Directive A
Reproduce the lines of the records below, starting at the line that contains "Labeling fields. Category: shrub." and continuing through the last line of the records.

## START Text excerpt

There are only two things that render a judgment null and void. A judgment is void, and hence, subject to attack at any time, only when a court either exceeds its jurisdiction or has simply not acquired jurisdiction. People v. Johnson, 327 Ill. App. 3d 252, 256, 762 N.E.2d 1180, 1183 (2002). Such is not the case here.

Subject matter jurisdiction over criminal charges is conferred upon the circuit courts by our Illinois Constitution. "Circuit Courts shall have original jurisdiction of all justiciable matters * * *." Ill. Const. 1970, art. VI, § 9. Clearly, the trial court acquired subject matter jurisdiction when the Shelby County State's Attorney created a justiciable controversy by leveling criminal charges against the defendant and filing them with the court.

A criminal defendant confers personal jurisdiction upon the trial court when he appears and joins the issues with a plea. People v. Speed, 318 Ill. App. 3d 910, 915, 743 N.E.2d 1084, 1088 (2001). Thus, the trial court acquired the power to hear this criminal case through the actions of a proper prosecuting authority. The Shelby County State's Attorney initiated proceedings, filing an information charging the offenses that ultimately led to the convictions that the defendant appeals. He participated in the defendant's arraignment, where the defendant entered a plea to those charges. The court's jurisdiction was in place before any of the Agency attorneys appeared on the scene.

Whether an unauthorized attorney could confer jurisdiction by initiating criminal charges and presenting them to an accused at an arraignment is not a question presented here. The trial court in this case obtained proper jurisdiction over the defendant prior to any unauthorized acts being performed. The trial court possessed both subject matter and personal jurisdiction over the defendant before any Agency attorney intruded upon the prosecution.

## END Text excerpt
## START Items

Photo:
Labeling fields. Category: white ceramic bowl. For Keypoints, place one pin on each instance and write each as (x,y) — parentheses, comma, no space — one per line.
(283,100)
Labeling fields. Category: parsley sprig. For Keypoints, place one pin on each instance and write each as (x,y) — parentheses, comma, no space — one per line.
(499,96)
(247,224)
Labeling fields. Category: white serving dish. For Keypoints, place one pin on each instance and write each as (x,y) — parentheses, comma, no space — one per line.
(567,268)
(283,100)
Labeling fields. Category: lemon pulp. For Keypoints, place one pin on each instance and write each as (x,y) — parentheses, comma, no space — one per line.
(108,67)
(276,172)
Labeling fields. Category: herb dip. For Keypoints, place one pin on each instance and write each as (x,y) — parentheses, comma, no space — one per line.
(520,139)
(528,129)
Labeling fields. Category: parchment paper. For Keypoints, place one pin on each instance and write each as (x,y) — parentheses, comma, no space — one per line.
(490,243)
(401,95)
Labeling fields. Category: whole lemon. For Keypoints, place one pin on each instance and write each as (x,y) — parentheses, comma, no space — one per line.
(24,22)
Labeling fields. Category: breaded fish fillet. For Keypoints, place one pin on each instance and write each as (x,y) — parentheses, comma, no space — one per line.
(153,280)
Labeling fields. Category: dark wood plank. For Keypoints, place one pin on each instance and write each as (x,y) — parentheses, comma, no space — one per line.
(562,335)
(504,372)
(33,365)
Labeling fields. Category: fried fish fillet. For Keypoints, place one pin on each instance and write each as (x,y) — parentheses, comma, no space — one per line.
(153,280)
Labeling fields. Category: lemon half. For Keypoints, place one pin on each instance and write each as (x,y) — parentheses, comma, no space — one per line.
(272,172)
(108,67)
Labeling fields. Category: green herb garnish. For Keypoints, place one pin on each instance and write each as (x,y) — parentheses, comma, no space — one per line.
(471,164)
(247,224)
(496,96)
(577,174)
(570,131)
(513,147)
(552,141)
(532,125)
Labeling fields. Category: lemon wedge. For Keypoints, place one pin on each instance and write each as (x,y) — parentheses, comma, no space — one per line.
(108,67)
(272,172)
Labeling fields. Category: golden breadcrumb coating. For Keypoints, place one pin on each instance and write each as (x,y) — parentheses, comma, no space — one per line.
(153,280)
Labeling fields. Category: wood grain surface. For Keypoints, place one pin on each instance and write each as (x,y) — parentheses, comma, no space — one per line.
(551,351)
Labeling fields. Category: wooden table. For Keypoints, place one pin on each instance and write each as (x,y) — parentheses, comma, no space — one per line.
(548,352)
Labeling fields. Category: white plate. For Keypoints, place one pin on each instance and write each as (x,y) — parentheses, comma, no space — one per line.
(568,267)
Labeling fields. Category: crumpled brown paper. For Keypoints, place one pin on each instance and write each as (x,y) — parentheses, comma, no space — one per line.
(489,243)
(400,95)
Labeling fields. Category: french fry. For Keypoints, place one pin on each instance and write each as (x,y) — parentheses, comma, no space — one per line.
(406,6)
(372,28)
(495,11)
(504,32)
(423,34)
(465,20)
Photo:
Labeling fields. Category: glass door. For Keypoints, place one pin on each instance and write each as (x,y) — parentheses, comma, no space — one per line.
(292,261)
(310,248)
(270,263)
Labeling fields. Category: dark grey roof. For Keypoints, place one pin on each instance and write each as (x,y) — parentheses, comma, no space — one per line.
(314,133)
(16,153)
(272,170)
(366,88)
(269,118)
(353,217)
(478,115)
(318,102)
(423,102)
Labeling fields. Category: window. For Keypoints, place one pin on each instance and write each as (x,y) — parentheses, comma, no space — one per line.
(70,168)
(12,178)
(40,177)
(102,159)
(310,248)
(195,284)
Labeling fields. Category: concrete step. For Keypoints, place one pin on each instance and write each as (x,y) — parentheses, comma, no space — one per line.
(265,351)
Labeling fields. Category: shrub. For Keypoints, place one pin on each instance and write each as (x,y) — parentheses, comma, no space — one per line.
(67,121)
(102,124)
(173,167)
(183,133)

## END Items

Directive B
Transcribe the full passage on the trial court's jurisdiction, above, word for word.

Expected output A
Labeling fields. Category: shrub. For Keypoints, place one pin on each instance and write each as (x,y) — parentheses, comma, no space — one per line.
(67,121)
(102,124)
(173,167)
(183,133)

Expected output B
There are only two things that render a judgment null and void. A judgment is void, and hence, subject to attack at any time, only when a court either exceeds its jurisdiction or has simply not acquired jurisdiction. People v. Johnson, 327 Ill. App. 3d 252, 256, 762 N.E.2d 1180, 1183 (2002). Such is not the case here.

Subject matter jurisdiction over criminal charges is conferred upon the circuit courts by our Illinois Constitution. "Circuit Courts shall have original jurisdiction of all justiciable matters * * *." Ill. Const. 1970, art. VI, § 9. Clearly, the trial court acquired subject matter jurisdiction when the Shelby County State's Attorney created a justiciable controversy by leveling criminal charges against the defendant and filing them with the court.

A criminal defendant confers personal jurisdiction upon the trial court when he appears and joins the issues with a plea. People v. Speed, 318 Ill. App. 3d 910, 915, 743 N.E.2d 1084, 1088 (2001). Thus, the trial court acquired the power to hear this criminal case through the actions of a proper prosecuting authority. The Shelby County State's Attorney initiated proceedings, filing an information charging the offenses that ultimately led to the convictions that the defendant appeals. He participated in the defendant's arraignment, where the defendant entered a plea to those charges. The court's jurisdiction was in place before any of the Agency attorneys appeared on the scene.

Whether an unauthorized attorney could confer jurisdiction by initiating criminal charges and presenting them to an accused at an arraignment is not a question presented here. The trial court in this case obtained proper jurisdiction over the defendant prior to any unauthorized acts being performed. The trial court possessed both subject matter and personal jurisdiction over the defendant before any Agency attorney intruded upon the prosecution.